THE DATA:
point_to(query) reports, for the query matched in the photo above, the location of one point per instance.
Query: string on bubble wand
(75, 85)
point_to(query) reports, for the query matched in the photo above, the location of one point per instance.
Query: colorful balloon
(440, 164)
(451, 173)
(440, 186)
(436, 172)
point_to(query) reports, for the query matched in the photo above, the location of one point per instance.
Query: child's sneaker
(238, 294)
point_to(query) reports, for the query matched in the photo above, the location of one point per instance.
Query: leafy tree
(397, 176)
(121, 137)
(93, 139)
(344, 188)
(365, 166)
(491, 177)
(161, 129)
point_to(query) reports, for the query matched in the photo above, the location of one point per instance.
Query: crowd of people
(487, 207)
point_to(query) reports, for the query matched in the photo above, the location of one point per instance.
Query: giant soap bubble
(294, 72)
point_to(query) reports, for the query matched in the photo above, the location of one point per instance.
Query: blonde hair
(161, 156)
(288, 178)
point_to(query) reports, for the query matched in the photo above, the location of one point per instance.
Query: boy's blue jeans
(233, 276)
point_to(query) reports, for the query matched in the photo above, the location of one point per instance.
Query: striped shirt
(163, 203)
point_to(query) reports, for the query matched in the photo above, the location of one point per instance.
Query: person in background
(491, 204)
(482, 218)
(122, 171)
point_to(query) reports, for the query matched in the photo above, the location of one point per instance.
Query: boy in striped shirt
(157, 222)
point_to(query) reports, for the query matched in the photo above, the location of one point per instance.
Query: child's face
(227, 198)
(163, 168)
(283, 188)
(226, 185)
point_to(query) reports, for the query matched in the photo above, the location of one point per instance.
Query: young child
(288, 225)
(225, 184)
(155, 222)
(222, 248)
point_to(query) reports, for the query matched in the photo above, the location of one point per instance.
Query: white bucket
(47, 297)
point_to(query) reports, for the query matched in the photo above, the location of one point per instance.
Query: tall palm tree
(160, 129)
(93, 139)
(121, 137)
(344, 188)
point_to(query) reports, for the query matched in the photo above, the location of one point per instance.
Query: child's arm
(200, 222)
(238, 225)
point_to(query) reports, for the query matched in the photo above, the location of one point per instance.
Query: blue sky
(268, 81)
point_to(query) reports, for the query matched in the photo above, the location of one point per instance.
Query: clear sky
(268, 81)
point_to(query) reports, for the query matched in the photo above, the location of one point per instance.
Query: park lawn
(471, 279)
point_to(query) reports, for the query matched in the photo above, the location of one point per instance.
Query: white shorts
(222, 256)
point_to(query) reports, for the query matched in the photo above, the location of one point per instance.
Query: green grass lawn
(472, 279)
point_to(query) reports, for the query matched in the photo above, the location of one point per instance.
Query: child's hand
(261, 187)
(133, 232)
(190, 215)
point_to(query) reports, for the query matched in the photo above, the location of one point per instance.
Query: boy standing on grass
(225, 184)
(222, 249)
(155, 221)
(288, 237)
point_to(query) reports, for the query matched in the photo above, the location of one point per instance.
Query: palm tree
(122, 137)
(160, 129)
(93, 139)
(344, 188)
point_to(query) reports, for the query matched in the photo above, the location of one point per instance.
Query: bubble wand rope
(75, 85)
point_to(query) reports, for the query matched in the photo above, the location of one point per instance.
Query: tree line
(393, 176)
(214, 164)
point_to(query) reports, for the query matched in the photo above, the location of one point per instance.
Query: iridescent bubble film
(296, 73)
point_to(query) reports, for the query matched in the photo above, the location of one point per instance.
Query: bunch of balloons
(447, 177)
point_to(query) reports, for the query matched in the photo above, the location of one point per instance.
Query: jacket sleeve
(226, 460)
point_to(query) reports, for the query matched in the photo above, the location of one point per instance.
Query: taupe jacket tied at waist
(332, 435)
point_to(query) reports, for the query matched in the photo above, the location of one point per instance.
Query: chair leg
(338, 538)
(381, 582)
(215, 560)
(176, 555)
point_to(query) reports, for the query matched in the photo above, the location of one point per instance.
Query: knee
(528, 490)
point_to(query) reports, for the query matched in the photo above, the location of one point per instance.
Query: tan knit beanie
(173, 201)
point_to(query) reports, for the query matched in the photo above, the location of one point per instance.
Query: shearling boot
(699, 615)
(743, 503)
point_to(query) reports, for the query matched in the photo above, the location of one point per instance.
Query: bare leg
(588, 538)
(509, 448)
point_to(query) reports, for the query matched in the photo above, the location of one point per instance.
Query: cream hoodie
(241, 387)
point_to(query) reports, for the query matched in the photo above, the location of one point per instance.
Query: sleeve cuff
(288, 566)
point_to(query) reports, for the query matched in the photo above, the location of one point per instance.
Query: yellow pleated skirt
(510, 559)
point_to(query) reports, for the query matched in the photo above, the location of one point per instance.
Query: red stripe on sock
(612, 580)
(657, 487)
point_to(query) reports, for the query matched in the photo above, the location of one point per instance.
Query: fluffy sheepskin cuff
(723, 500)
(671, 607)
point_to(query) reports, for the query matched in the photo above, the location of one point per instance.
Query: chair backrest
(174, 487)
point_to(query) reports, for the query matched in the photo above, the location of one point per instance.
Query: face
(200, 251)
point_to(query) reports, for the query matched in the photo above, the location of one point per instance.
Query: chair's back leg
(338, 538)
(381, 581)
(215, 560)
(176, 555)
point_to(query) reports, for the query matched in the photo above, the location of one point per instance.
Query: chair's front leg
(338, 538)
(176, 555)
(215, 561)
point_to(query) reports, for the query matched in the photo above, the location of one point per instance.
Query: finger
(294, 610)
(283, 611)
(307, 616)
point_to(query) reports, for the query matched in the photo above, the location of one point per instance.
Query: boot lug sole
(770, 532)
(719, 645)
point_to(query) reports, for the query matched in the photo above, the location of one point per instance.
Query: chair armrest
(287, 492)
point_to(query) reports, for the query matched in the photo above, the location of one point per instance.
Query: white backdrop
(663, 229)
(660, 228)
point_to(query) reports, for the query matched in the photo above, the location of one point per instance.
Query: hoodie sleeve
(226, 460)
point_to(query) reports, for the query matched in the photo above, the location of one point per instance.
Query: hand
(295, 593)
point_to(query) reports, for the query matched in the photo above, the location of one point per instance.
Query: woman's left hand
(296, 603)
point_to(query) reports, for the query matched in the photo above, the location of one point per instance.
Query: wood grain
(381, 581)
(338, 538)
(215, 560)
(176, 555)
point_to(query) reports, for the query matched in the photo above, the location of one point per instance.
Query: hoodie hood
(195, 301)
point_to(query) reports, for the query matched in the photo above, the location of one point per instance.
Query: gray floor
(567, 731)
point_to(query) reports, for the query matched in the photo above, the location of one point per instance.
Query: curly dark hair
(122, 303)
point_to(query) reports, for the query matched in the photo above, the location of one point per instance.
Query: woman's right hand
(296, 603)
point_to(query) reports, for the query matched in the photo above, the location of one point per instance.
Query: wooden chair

WHAT YOU NEED TO DO: Report every row above that contains the word "child". Count a match only when the letter case is the same.

PROBLEM SOLUTION:
Query: child's sneaker
Query: child's face
Query: young child
Query: child's arm
Query: child's hand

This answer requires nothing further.